Texto fornecido:
>>>
Realizada a análise do texto, uma das primeiras dúvidas é como identificar qual seria a duração obrigatória para a adoção do home office?
A ocorrência do estado de calamidade pública foi reconhecida pelo Decreto Legislativo nº 6 de 2020, aprovado pelo Congresso Nacional e produzirá efeitos até 31 de dezembro de 2020. Não obstante, o ato que determinou o isolamento social e adotou o regime de quarentena teve como base a Lei Federal n. 13.979/20, e partiram dos governadores dos Estados, realizados também por meio de Decretos.
Em Santa Catarina a suspensão de atividades e serviços se deram até o momento por meio dos Decretos 525, 535, 550 e 554, do ano de 2020.
<<<
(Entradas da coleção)
>>>
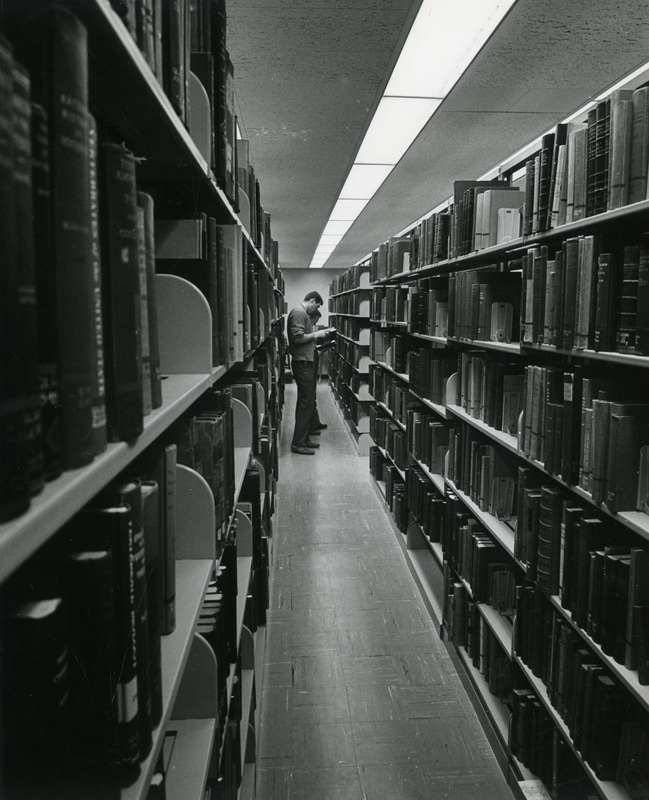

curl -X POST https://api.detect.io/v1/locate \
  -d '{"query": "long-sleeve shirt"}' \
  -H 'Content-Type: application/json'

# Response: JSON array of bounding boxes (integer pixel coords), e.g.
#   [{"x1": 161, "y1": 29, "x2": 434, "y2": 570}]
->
[{"x1": 286, "y1": 306, "x2": 315, "y2": 361}]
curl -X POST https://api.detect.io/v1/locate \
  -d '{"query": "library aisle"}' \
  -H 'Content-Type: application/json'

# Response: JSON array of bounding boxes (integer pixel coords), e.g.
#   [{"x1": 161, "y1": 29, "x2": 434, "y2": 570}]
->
[{"x1": 257, "y1": 383, "x2": 512, "y2": 800}]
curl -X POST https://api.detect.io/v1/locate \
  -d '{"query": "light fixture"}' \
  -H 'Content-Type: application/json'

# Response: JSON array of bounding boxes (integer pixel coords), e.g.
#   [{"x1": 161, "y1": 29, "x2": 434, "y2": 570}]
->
[{"x1": 310, "y1": 0, "x2": 516, "y2": 267}]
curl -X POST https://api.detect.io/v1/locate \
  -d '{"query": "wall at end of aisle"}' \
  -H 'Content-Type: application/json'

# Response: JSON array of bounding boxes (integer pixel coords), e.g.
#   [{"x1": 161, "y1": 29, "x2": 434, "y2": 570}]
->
[{"x1": 282, "y1": 269, "x2": 346, "y2": 325}]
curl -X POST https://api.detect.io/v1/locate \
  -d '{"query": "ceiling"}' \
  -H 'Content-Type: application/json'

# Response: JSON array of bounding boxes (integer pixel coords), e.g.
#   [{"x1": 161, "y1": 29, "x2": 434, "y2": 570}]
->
[{"x1": 227, "y1": 0, "x2": 649, "y2": 269}]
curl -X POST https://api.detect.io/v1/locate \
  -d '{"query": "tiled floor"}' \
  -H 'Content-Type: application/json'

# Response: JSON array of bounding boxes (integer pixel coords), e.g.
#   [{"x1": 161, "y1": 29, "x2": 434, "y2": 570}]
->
[{"x1": 257, "y1": 383, "x2": 511, "y2": 800}]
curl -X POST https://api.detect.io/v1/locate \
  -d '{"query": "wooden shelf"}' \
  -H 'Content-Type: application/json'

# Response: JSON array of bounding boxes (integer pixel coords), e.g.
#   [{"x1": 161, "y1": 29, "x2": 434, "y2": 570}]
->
[
  {"x1": 445, "y1": 478, "x2": 514, "y2": 558},
  {"x1": 165, "y1": 719, "x2": 216, "y2": 800},
  {"x1": 121, "y1": 559, "x2": 214, "y2": 800}
]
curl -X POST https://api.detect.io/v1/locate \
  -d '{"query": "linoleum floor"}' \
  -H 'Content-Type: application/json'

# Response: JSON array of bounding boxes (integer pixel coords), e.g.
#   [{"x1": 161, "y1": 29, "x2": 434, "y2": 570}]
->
[{"x1": 257, "y1": 382, "x2": 512, "y2": 800}]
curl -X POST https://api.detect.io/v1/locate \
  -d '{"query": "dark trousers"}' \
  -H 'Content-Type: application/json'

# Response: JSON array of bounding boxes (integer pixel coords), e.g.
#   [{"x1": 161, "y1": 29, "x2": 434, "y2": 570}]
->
[
  {"x1": 309, "y1": 350, "x2": 320, "y2": 431},
  {"x1": 292, "y1": 361, "x2": 315, "y2": 447}
]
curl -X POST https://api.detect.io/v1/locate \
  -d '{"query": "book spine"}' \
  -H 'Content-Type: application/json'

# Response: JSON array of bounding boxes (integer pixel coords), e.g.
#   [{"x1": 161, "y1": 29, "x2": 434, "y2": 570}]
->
[
  {"x1": 88, "y1": 114, "x2": 108, "y2": 455},
  {"x1": 101, "y1": 142, "x2": 143, "y2": 441},
  {"x1": 3, "y1": 56, "x2": 44, "y2": 506},
  {"x1": 36, "y1": 6, "x2": 96, "y2": 469},
  {"x1": 30, "y1": 103, "x2": 62, "y2": 480},
  {"x1": 616, "y1": 245, "x2": 640, "y2": 353},
  {"x1": 137, "y1": 192, "x2": 162, "y2": 409}
]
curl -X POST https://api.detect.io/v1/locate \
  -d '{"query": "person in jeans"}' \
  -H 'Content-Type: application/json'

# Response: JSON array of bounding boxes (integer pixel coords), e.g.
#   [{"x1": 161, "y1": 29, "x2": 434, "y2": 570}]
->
[
  {"x1": 309, "y1": 309, "x2": 327, "y2": 436},
  {"x1": 286, "y1": 292, "x2": 332, "y2": 456}
]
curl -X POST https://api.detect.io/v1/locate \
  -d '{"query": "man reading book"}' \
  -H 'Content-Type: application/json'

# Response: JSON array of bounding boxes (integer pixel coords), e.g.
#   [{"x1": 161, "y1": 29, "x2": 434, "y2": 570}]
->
[
  {"x1": 286, "y1": 292, "x2": 333, "y2": 456},
  {"x1": 309, "y1": 309, "x2": 327, "y2": 436}
]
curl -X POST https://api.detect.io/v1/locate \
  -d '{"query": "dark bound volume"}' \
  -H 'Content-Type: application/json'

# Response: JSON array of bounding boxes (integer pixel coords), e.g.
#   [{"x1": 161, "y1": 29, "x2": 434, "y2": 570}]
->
[
  {"x1": 536, "y1": 486, "x2": 562, "y2": 595},
  {"x1": 101, "y1": 478, "x2": 152, "y2": 760},
  {"x1": 88, "y1": 115, "x2": 108, "y2": 454},
  {"x1": 593, "y1": 253, "x2": 619, "y2": 351},
  {"x1": 11, "y1": 64, "x2": 44, "y2": 494},
  {"x1": 572, "y1": 517, "x2": 610, "y2": 630},
  {"x1": 59, "y1": 528, "x2": 130, "y2": 799},
  {"x1": 0, "y1": 597, "x2": 71, "y2": 800},
  {"x1": 158, "y1": 0, "x2": 189, "y2": 122},
  {"x1": 100, "y1": 142, "x2": 143, "y2": 442},
  {"x1": 559, "y1": 236, "x2": 579, "y2": 350},
  {"x1": 133, "y1": 443, "x2": 177, "y2": 634},
  {"x1": 624, "y1": 547, "x2": 649, "y2": 669},
  {"x1": 0, "y1": 39, "x2": 31, "y2": 519},
  {"x1": 629, "y1": 86, "x2": 649, "y2": 203},
  {"x1": 141, "y1": 480, "x2": 164, "y2": 728},
  {"x1": 605, "y1": 408, "x2": 649, "y2": 514},
  {"x1": 635, "y1": 250, "x2": 649, "y2": 356},
  {"x1": 616, "y1": 245, "x2": 640, "y2": 353},
  {"x1": 25, "y1": 6, "x2": 96, "y2": 469},
  {"x1": 30, "y1": 103, "x2": 62, "y2": 480},
  {"x1": 137, "y1": 192, "x2": 162, "y2": 409},
  {"x1": 79, "y1": 505, "x2": 140, "y2": 775}
]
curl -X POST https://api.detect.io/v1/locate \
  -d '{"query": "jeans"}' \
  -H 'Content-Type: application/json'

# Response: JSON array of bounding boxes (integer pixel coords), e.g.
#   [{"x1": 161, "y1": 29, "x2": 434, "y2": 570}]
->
[{"x1": 292, "y1": 360, "x2": 315, "y2": 447}]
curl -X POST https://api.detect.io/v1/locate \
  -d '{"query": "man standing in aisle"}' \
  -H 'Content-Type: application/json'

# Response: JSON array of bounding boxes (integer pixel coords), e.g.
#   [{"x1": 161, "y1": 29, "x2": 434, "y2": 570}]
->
[
  {"x1": 286, "y1": 292, "x2": 333, "y2": 456},
  {"x1": 309, "y1": 308, "x2": 327, "y2": 436}
]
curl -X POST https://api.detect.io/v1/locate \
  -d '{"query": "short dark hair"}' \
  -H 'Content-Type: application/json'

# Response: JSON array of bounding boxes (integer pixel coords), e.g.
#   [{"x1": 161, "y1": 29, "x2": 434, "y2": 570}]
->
[{"x1": 304, "y1": 292, "x2": 324, "y2": 306}]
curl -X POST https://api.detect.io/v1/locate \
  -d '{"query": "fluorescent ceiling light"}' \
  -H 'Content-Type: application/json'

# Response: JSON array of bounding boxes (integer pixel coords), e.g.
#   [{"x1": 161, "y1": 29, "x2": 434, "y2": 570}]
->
[
  {"x1": 329, "y1": 200, "x2": 369, "y2": 222},
  {"x1": 322, "y1": 219, "x2": 354, "y2": 234},
  {"x1": 384, "y1": 0, "x2": 515, "y2": 97},
  {"x1": 311, "y1": 0, "x2": 516, "y2": 266},
  {"x1": 340, "y1": 164, "x2": 393, "y2": 200},
  {"x1": 355, "y1": 97, "x2": 442, "y2": 164}
]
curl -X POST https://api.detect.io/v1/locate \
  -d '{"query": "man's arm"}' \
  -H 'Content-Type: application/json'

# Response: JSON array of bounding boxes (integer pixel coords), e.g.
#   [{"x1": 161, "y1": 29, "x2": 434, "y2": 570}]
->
[{"x1": 288, "y1": 311, "x2": 325, "y2": 345}]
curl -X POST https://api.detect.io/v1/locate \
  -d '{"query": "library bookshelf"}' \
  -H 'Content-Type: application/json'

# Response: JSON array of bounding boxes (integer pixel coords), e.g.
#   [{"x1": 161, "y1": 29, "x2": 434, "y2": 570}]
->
[
  {"x1": 0, "y1": 0, "x2": 284, "y2": 800},
  {"x1": 331, "y1": 70, "x2": 649, "y2": 800}
]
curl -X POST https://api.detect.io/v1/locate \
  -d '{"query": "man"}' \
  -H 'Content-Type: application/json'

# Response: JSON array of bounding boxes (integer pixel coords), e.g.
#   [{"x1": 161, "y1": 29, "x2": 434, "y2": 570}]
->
[
  {"x1": 286, "y1": 292, "x2": 333, "y2": 456},
  {"x1": 309, "y1": 309, "x2": 327, "y2": 436}
]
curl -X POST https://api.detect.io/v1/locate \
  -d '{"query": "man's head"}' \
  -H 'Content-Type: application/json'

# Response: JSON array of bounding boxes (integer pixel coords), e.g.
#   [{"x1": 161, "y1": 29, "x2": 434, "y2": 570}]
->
[{"x1": 302, "y1": 292, "x2": 324, "y2": 316}]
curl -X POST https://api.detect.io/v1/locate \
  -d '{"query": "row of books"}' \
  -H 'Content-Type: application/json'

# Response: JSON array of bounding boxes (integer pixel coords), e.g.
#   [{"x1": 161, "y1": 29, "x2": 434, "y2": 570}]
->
[
  {"x1": 442, "y1": 493, "x2": 516, "y2": 608},
  {"x1": 407, "y1": 278, "x2": 448, "y2": 338},
  {"x1": 514, "y1": 476, "x2": 649, "y2": 684},
  {"x1": 410, "y1": 211, "x2": 451, "y2": 269},
  {"x1": 509, "y1": 688, "x2": 598, "y2": 800},
  {"x1": 369, "y1": 445, "x2": 410, "y2": 533},
  {"x1": 444, "y1": 580, "x2": 514, "y2": 705},
  {"x1": 449, "y1": 350, "x2": 525, "y2": 436},
  {"x1": 523, "y1": 86, "x2": 649, "y2": 235},
  {"x1": 335, "y1": 338, "x2": 367, "y2": 372},
  {"x1": 362, "y1": 86, "x2": 649, "y2": 282},
  {"x1": 408, "y1": 347, "x2": 457, "y2": 406},
  {"x1": 0, "y1": 466, "x2": 175, "y2": 798},
  {"x1": 369, "y1": 405, "x2": 409, "y2": 472},
  {"x1": 155, "y1": 214, "x2": 283, "y2": 366},
  {"x1": 370, "y1": 235, "x2": 410, "y2": 283},
  {"x1": 111, "y1": 0, "x2": 279, "y2": 255},
  {"x1": 521, "y1": 365, "x2": 649, "y2": 513},
  {"x1": 0, "y1": 364, "x2": 276, "y2": 798},
  {"x1": 330, "y1": 370, "x2": 370, "y2": 430},
  {"x1": 515, "y1": 589, "x2": 649, "y2": 796},
  {"x1": 369, "y1": 328, "x2": 409, "y2": 375},
  {"x1": 370, "y1": 286, "x2": 409, "y2": 323},
  {"x1": 0, "y1": 7, "x2": 276, "y2": 519},
  {"x1": 406, "y1": 463, "x2": 446, "y2": 542},
  {"x1": 369, "y1": 364, "x2": 419, "y2": 427},
  {"x1": 336, "y1": 317, "x2": 369, "y2": 344},
  {"x1": 329, "y1": 264, "x2": 370, "y2": 294},
  {"x1": 446, "y1": 422, "x2": 517, "y2": 526},
  {"x1": 447, "y1": 268, "x2": 520, "y2": 342},
  {"x1": 329, "y1": 290, "x2": 370, "y2": 317},
  {"x1": 520, "y1": 236, "x2": 649, "y2": 355},
  {"x1": 406, "y1": 409, "x2": 449, "y2": 475}
]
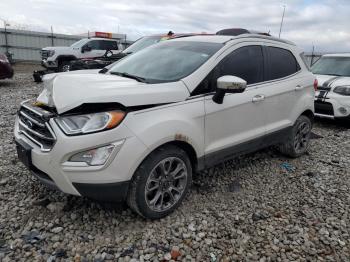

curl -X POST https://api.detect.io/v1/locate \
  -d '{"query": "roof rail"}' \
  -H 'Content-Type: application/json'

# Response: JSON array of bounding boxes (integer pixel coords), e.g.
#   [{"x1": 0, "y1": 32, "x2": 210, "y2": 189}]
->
[
  {"x1": 216, "y1": 28, "x2": 271, "y2": 36},
  {"x1": 216, "y1": 28, "x2": 295, "y2": 46}
]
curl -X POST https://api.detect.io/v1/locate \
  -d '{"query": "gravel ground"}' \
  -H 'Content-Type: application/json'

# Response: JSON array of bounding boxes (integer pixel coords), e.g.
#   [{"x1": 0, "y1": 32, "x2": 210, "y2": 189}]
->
[{"x1": 0, "y1": 66, "x2": 350, "y2": 262}]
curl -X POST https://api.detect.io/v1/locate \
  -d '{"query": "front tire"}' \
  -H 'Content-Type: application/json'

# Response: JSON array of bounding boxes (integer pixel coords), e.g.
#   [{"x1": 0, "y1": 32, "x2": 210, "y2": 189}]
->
[
  {"x1": 279, "y1": 115, "x2": 312, "y2": 158},
  {"x1": 127, "y1": 145, "x2": 192, "y2": 219}
]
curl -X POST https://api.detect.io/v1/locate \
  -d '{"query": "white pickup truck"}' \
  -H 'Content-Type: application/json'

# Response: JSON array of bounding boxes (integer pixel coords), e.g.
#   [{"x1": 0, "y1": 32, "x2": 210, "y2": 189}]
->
[{"x1": 41, "y1": 38, "x2": 122, "y2": 72}]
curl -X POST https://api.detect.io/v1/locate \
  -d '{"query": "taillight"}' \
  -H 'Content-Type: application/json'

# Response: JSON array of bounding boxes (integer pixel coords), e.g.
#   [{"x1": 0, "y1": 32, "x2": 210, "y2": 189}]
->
[{"x1": 314, "y1": 79, "x2": 318, "y2": 91}]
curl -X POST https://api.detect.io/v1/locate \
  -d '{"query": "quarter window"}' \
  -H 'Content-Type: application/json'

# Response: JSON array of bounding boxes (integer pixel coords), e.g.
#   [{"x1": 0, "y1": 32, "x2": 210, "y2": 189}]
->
[{"x1": 267, "y1": 46, "x2": 300, "y2": 80}]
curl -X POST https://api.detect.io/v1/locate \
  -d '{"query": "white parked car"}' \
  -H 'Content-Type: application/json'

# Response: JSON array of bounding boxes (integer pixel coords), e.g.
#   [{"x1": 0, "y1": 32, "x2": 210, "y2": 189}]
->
[
  {"x1": 41, "y1": 38, "x2": 122, "y2": 72},
  {"x1": 311, "y1": 54, "x2": 350, "y2": 120},
  {"x1": 14, "y1": 34, "x2": 314, "y2": 219}
]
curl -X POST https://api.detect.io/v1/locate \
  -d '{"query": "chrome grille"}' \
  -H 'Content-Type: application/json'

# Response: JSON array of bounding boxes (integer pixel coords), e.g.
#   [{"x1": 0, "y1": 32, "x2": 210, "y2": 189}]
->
[
  {"x1": 18, "y1": 104, "x2": 56, "y2": 152},
  {"x1": 40, "y1": 50, "x2": 49, "y2": 60}
]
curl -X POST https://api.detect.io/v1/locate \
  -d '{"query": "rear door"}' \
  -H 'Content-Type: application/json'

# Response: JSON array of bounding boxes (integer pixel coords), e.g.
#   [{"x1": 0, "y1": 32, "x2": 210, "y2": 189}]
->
[
  {"x1": 205, "y1": 43, "x2": 265, "y2": 165},
  {"x1": 262, "y1": 44, "x2": 305, "y2": 133}
]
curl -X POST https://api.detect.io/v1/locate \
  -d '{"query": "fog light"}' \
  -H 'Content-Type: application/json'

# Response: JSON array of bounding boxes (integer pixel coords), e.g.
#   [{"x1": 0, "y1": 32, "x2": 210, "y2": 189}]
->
[
  {"x1": 69, "y1": 145, "x2": 114, "y2": 166},
  {"x1": 338, "y1": 107, "x2": 348, "y2": 115}
]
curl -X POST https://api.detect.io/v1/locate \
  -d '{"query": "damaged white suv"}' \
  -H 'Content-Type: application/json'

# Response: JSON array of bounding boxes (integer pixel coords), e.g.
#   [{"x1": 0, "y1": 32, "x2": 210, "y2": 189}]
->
[{"x1": 14, "y1": 34, "x2": 314, "y2": 219}]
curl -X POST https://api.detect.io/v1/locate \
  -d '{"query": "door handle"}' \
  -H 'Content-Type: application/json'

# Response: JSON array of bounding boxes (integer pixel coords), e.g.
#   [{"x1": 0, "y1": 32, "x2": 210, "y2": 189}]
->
[{"x1": 252, "y1": 95, "x2": 265, "y2": 103}]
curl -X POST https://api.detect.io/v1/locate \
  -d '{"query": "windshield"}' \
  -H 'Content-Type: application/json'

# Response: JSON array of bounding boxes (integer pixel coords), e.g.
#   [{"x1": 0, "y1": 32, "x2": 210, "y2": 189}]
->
[
  {"x1": 123, "y1": 36, "x2": 162, "y2": 54},
  {"x1": 109, "y1": 40, "x2": 223, "y2": 83},
  {"x1": 311, "y1": 56, "x2": 350, "y2": 76},
  {"x1": 70, "y1": 38, "x2": 89, "y2": 48}
]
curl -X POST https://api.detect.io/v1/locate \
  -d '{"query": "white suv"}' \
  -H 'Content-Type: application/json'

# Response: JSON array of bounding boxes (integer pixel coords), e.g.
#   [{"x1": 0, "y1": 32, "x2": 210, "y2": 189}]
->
[
  {"x1": 14, "y1": 34, "x2": 314, "y2": 219},
  {"x1": 312, "y1": 54, "x2": 350, "y2": 121},
  {"x1": 40, "y1": 38, "x2": 122, "y2": 72}
]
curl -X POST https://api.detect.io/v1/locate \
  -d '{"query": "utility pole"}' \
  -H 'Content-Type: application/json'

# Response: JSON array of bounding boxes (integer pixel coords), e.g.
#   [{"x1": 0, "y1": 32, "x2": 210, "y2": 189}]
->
[
  {"x1": 0, "y1": 18, "x2": 10, "y2": 54},
  {"x1": 310, "y1": 44, "x2": 315, "y2": 66},
  {"x1": 51, "y1": 26, "x2": 55, "y2": 46},
  {"x1": 278, "y1": 5, "x2": 286, "y2": 38}
]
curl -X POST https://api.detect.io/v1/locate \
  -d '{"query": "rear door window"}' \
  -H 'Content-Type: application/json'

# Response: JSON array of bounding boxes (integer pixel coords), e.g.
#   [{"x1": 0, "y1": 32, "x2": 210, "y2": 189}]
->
[{"x1": 266, "y1": 46, "x2": 300, "y2": 80}]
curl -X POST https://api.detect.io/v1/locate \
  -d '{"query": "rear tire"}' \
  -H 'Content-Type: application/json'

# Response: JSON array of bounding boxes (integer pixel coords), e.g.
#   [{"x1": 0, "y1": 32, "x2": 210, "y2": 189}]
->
[
  {"x1": 127, "y1": 145, "x2": 192, "y2": 219},
  {"x1": 279, "y1": 115, "x2": 312, "y2": 158}
]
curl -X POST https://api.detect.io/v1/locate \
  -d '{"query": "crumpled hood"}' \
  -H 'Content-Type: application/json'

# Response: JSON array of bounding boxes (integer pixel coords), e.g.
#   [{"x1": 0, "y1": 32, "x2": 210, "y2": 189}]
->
[
  {"x1": 37, "y1": 70, "x2": 190, "y2": 114},
  {"x1": 315, "y1": 75, "x2": 350, "y2": 89}
]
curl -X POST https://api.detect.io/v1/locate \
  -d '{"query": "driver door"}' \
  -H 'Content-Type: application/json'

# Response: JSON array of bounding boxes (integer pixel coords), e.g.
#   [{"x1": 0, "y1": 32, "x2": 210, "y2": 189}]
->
[{"x1": 205, "y1": 45, "x2": 266, "y2": 166}]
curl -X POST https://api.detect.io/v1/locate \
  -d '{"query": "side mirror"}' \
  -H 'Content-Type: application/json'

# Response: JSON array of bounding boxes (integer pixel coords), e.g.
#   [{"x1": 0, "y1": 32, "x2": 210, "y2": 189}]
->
[
  {"x1": 213, "y1": 75, "x2": 247, "y2": 104},
  {"x1": 81, "y1": 45, "x2": 91, "y2": 53}
]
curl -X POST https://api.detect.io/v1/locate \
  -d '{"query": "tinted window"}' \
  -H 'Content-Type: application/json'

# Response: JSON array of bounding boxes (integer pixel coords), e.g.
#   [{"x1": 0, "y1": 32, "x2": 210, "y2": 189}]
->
[
  {"x1": 311, "y1": 56, "x2": 350, "y2": 76},
  {"x1": 109, "y1": 41, "x2": 223, "y2": 83},
  {"x1": 219, "y1": 46, "x2": 264, "y2": 85},
  {"x1": 267, "y1": 47, "x2": 300, "y2": 80},
  {"x1": 102, "y1": 41, "x2": 118, "y2": 50},
  {"x1": 87, "y1": 40, "x2": 103, "y2": 50},
  {"x1": 192, "y1": 46, "x2": 264, "y2": 95}
]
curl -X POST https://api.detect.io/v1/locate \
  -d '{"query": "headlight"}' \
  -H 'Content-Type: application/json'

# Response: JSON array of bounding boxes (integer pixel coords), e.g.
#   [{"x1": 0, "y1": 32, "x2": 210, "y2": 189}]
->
[
  {"x1": 69, "y1": 145, "x2": 114, "y2": 166},
  {"x1": 333, "y1": 86, "x2": 350, "y2": 96},
  {"x1": 55, "y1": 111, "x2": 125, "y2": 135}
]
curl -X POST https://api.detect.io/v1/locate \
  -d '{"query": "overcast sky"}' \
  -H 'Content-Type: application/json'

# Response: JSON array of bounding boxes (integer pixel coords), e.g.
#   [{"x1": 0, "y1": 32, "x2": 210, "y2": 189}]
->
[{"x1": 0, "y1": 0, "x2": 350, "y2": 52}]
<<<
Sua tarefa:
Transcreva do texto sobre o home office, sem alterações, todo o trecho que vai de "Realizada a análise" até "ano de 2020.".

Resposta esperada:
Realizada a análise do texto, uma das primeiras dúvidas é como identificar qual seria a duração obrigatória para a adoção do home office?
A ocorrência do estado de calamidade pública foi reconhecida pelo Decreto Legislativo nº 6 de 2020, aprovado pelo Congresso Nacional e produzirá efeitos até 31 de dezembro de 2020. Não obstante, o ato que determinou o isolamento social e adotou o regime de quarentena teve como base a Lei Federal n. 13.979/20, e partiram dos governadores dos Estados, realizados também por meio de Decretos.
Em Santa Catarina a suspensão de atividades e serviços se deram até o momento por meio dos Decretos 525, 535, 550 e 554, do ano de 2020.